►

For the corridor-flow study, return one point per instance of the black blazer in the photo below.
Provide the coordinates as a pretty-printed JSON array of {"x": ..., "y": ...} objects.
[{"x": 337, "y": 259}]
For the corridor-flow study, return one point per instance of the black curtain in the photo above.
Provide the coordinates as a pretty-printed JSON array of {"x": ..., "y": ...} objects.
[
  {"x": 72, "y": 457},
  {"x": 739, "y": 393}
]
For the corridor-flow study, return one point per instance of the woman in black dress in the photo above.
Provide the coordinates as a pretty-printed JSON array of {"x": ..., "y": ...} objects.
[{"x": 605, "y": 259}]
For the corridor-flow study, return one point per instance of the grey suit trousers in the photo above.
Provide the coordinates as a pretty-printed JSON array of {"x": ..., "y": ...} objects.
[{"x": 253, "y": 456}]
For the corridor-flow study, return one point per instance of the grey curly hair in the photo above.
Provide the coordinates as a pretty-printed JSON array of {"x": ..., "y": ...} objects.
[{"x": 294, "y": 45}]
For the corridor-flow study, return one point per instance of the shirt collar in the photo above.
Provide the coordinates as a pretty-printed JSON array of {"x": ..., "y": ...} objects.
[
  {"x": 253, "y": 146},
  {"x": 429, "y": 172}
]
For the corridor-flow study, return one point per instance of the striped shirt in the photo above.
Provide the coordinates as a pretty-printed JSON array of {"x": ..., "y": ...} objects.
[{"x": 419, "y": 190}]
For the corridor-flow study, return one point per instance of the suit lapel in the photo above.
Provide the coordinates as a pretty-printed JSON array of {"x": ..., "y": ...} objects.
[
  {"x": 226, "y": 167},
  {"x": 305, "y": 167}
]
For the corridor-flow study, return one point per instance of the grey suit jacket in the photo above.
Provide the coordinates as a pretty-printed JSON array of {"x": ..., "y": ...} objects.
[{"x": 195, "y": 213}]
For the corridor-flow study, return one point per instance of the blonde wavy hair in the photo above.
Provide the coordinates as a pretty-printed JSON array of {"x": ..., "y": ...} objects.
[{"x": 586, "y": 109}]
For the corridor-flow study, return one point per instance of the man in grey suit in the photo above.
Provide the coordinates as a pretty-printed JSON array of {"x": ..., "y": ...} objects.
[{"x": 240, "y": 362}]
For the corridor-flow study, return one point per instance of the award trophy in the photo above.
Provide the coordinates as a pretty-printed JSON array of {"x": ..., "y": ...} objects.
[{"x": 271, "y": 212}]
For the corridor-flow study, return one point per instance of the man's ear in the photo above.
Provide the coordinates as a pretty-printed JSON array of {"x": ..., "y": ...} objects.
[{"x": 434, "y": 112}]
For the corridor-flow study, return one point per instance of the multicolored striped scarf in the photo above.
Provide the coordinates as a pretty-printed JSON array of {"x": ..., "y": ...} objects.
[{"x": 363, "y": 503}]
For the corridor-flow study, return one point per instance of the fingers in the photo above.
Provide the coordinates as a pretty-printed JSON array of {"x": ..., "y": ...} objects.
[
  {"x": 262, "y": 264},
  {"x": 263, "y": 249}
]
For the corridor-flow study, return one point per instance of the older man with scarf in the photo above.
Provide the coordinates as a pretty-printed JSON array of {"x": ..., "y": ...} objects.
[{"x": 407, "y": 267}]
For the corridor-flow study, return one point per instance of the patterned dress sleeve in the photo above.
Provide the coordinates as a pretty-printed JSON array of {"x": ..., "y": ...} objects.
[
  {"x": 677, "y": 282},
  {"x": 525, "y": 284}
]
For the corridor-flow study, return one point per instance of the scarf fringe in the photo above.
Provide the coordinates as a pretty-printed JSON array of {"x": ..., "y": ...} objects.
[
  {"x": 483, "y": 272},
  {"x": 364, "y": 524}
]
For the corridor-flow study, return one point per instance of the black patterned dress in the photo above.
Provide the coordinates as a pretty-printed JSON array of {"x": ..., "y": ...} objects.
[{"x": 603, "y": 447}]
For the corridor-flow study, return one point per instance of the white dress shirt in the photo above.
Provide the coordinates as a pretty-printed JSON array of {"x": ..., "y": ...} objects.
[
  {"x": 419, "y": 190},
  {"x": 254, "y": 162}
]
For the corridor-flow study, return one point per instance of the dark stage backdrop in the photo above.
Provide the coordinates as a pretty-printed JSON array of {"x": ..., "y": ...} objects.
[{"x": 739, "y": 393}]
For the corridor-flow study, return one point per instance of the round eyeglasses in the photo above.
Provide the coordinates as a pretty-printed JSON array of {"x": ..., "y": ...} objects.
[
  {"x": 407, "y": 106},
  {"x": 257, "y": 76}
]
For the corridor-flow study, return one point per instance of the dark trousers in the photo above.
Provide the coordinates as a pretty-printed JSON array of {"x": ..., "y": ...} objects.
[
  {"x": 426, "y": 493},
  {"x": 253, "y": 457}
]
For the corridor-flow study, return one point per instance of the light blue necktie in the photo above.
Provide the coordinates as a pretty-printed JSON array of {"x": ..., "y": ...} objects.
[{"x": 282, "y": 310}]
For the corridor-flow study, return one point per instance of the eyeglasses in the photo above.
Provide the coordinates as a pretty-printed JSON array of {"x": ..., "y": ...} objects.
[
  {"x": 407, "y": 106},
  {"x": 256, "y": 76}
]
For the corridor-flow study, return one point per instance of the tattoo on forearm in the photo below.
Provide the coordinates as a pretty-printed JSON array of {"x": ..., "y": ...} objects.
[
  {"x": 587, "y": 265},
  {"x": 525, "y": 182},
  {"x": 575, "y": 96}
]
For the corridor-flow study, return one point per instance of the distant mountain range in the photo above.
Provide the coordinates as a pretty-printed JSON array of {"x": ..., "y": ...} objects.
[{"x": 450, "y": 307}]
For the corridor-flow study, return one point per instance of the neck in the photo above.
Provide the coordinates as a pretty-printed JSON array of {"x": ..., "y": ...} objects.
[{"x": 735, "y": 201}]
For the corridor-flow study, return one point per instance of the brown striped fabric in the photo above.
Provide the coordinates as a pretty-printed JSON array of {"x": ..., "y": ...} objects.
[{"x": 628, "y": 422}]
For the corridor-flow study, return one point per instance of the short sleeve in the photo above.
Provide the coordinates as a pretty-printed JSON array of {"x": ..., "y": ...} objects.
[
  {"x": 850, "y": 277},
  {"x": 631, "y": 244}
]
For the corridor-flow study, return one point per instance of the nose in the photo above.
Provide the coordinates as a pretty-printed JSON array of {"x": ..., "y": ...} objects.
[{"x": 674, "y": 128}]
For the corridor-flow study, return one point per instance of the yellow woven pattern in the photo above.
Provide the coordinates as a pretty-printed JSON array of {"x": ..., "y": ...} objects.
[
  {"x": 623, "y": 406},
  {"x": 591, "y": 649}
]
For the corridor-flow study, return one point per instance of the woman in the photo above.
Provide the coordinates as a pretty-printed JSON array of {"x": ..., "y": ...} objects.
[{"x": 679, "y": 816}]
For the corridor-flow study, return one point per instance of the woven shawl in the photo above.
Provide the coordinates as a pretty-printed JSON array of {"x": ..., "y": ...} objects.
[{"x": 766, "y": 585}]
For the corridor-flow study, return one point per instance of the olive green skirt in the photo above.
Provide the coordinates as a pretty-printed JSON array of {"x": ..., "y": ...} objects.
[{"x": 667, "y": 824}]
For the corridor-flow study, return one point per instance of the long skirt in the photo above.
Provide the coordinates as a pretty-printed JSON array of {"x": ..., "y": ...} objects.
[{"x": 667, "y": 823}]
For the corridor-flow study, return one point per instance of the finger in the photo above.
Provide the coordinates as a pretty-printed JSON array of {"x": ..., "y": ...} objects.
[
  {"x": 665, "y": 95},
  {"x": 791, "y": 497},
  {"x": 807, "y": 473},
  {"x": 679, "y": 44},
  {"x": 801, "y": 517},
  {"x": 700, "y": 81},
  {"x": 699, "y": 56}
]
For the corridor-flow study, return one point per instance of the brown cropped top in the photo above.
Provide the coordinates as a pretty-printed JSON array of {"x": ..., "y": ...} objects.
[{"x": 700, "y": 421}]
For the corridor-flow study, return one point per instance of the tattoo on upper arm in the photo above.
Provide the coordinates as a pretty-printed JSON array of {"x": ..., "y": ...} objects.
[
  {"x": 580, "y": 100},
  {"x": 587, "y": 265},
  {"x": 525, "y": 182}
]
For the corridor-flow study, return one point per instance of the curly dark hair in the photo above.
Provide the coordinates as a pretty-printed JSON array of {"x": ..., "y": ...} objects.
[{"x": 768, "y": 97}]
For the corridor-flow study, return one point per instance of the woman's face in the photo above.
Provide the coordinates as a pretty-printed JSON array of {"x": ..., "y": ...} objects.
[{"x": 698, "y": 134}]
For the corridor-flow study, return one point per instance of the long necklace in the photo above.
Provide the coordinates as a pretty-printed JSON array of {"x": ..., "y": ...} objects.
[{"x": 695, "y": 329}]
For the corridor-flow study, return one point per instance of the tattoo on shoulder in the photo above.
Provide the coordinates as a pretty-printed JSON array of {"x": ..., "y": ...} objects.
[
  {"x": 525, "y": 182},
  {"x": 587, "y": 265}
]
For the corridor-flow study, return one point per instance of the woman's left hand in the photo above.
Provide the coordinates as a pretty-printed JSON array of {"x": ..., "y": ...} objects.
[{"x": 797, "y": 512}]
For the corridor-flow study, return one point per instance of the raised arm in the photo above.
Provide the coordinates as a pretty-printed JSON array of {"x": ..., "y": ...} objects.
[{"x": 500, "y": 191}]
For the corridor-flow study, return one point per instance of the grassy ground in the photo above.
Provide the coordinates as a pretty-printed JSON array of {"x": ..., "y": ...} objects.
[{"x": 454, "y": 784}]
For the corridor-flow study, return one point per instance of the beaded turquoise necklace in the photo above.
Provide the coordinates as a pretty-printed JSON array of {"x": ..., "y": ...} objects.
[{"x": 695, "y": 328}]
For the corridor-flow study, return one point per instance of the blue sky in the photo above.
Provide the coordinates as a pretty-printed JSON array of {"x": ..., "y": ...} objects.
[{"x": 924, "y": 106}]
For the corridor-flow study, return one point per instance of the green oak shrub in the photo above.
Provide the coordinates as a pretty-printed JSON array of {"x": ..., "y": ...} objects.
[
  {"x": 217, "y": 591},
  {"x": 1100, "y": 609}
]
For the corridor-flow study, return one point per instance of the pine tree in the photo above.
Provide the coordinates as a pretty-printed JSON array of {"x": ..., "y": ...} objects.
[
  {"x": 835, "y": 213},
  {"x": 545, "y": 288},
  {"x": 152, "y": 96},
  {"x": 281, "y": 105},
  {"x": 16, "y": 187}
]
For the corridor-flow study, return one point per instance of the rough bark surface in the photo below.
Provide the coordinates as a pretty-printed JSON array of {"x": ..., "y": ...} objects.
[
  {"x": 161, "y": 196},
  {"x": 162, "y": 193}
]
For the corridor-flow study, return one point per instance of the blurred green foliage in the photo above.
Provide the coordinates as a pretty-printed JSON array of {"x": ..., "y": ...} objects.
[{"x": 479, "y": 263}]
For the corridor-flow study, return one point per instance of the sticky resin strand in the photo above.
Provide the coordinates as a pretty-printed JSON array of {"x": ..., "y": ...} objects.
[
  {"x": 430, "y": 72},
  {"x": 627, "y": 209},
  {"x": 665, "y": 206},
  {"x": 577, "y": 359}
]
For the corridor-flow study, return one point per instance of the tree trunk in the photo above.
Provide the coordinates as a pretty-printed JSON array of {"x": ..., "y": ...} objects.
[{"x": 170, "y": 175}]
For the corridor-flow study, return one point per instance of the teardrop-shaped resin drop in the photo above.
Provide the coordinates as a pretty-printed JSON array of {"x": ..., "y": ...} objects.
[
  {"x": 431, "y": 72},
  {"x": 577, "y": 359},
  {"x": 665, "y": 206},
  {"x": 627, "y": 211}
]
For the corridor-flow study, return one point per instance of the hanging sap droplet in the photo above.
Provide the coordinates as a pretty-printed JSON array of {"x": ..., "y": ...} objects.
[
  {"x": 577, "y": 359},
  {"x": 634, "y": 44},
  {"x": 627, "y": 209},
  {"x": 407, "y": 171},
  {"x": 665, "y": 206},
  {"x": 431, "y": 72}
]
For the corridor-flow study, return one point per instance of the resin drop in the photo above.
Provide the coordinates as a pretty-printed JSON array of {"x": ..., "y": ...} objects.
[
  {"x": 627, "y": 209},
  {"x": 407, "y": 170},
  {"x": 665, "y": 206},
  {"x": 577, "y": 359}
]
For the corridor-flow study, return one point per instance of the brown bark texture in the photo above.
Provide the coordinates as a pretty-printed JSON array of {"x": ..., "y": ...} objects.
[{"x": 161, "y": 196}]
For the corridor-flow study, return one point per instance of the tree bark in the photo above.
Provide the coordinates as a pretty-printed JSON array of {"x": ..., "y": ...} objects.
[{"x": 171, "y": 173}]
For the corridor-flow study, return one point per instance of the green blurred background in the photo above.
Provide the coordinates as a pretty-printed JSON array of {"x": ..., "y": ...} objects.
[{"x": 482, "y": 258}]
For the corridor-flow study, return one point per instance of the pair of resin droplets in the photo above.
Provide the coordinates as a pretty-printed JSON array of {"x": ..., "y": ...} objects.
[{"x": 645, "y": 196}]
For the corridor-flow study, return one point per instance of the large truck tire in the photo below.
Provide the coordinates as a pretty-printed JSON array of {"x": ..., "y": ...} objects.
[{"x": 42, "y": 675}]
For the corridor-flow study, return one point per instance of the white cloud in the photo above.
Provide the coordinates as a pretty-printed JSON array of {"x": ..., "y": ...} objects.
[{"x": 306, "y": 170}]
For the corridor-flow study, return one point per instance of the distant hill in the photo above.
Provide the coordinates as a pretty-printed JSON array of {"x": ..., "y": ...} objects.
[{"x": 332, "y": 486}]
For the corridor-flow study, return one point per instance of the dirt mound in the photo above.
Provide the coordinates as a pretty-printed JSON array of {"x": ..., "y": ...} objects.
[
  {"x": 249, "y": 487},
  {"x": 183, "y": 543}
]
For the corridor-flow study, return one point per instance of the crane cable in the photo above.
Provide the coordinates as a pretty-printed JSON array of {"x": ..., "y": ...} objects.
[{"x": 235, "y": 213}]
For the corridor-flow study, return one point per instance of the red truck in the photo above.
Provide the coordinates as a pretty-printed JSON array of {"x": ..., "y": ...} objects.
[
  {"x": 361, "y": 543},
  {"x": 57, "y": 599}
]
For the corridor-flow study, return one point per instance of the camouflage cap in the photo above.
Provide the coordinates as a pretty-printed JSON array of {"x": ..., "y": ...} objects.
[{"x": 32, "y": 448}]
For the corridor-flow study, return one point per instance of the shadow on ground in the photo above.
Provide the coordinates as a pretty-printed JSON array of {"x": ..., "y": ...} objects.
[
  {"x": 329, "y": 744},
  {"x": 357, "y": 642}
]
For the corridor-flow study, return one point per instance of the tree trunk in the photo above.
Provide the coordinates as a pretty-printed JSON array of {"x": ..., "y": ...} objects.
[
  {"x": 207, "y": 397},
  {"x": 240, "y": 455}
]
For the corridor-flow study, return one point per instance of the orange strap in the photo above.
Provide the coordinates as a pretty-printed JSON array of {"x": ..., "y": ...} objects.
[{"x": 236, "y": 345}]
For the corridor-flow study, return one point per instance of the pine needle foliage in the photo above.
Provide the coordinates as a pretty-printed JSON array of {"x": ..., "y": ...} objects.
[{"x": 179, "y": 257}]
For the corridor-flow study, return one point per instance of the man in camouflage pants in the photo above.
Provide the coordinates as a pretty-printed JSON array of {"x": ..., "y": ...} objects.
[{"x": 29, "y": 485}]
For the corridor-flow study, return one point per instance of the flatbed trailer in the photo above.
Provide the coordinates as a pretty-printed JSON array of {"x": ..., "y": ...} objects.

◄

▶ _INSTRUCTION_: Everything from the line that contains "strap in the photo above." through the end of the records must be duplicated exactly, and nothing outside that range.

▶ _FINAL RESULT_:
For the corridor-flow study, return one point per instance of the orange strap in the photo above.
Provide the coordinates as a pretty-printed JSON array of {"x": ..., "y": ...} objects.
[{"x": 236, "y": 345}]
For the corridor-flow study, return one point per instance of the pine needle foliage in the photo above.
Provide the coordinates as a pretty-printed JSON array of {"x": ..., "y": ...} objects.
[{"x": 179, "y": 257}]
For the corridor-flow study, return one point per instance of the man in camouflage pants in the photo above.
Provide the coordinates as a pretty-printed JSON array of {"x": ..., "y": ...} objects.
[{"x": 29, "y": 485}]
For the corridor-flow study, return one point per instance of the flatbed trailer in the photo above.
Provide the coordinates as a pretty-printed JSON array of {"x": ..., "y": ...} objects.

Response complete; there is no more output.